■ **Challenge**:
Express the part of the items that opens with the line containing "flower arrangement, find" and closes with the line containing "Target: pink flower arrangement" as a JSON list of strings. Use one string per line, include both end lines, and leave out any blank lines.

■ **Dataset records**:
* begin *
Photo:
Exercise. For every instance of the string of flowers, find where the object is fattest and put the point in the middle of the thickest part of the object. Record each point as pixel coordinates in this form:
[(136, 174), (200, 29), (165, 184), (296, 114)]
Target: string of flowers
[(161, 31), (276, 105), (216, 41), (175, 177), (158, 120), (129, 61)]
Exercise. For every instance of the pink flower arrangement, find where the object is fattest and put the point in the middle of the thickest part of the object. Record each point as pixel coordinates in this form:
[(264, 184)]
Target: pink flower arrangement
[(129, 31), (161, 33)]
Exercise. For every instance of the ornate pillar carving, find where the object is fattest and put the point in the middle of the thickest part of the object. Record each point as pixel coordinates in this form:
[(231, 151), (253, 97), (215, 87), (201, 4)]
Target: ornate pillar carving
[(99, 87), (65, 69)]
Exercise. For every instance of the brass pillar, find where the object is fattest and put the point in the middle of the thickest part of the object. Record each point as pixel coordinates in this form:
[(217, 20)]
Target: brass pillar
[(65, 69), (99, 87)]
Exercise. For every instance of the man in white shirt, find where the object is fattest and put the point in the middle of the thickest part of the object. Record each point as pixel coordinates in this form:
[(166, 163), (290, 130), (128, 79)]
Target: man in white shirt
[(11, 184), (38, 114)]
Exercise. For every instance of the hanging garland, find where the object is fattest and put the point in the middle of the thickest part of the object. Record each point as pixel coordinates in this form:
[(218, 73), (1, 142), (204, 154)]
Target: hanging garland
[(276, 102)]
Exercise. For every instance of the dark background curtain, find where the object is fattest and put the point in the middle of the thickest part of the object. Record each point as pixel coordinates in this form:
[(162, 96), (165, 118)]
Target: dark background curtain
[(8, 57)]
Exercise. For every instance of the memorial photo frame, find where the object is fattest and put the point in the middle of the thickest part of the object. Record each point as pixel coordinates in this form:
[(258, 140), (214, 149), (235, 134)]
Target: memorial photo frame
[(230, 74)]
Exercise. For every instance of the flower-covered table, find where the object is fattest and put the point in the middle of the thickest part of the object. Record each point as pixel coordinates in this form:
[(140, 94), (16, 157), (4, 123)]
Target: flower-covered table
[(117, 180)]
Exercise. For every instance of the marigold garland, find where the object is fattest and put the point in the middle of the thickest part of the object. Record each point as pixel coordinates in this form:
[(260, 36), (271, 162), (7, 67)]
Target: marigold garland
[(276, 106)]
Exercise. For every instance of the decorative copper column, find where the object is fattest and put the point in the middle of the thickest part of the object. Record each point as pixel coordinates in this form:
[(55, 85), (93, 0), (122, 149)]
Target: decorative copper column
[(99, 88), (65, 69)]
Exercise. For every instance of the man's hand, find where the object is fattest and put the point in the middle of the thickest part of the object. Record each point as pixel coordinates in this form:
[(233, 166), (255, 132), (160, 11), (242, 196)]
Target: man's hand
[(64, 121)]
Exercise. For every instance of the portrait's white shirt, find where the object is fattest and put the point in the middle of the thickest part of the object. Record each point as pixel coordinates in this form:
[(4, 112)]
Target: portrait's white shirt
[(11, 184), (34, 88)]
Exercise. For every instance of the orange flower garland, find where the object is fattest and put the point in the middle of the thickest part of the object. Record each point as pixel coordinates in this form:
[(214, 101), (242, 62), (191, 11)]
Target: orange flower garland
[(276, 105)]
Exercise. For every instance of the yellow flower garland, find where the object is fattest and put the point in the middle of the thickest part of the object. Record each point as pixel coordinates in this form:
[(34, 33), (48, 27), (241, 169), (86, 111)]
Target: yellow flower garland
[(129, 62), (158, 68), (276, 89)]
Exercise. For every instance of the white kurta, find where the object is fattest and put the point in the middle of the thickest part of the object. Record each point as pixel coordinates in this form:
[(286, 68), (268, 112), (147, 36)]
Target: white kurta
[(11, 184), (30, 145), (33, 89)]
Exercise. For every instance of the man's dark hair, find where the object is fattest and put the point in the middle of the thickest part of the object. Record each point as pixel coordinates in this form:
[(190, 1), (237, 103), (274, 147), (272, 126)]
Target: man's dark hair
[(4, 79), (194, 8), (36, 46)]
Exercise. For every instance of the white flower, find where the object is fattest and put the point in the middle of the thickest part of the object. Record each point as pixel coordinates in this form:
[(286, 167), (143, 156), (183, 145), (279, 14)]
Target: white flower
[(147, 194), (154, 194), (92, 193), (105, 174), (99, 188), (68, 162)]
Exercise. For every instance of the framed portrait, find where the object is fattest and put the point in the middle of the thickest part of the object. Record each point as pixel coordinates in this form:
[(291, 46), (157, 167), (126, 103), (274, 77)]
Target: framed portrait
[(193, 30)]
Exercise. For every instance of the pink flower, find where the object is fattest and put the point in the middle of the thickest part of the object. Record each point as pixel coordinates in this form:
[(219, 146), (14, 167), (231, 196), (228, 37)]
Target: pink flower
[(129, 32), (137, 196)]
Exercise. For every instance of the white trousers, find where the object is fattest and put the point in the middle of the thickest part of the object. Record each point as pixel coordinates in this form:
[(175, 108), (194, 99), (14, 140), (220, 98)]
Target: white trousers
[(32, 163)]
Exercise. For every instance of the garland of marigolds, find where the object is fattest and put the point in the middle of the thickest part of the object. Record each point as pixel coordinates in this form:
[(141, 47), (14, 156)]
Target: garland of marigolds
* end *
■ **Output of the task**:
[
  "Exercise. For every instance of the pink flower arrangement, find where the object is fattest and put the point in the middle of the thickest part of the object. Record each point as pixel coordinates in this form:",
  "[(264, 184)]",
  "Target: pink flower arrangement"
]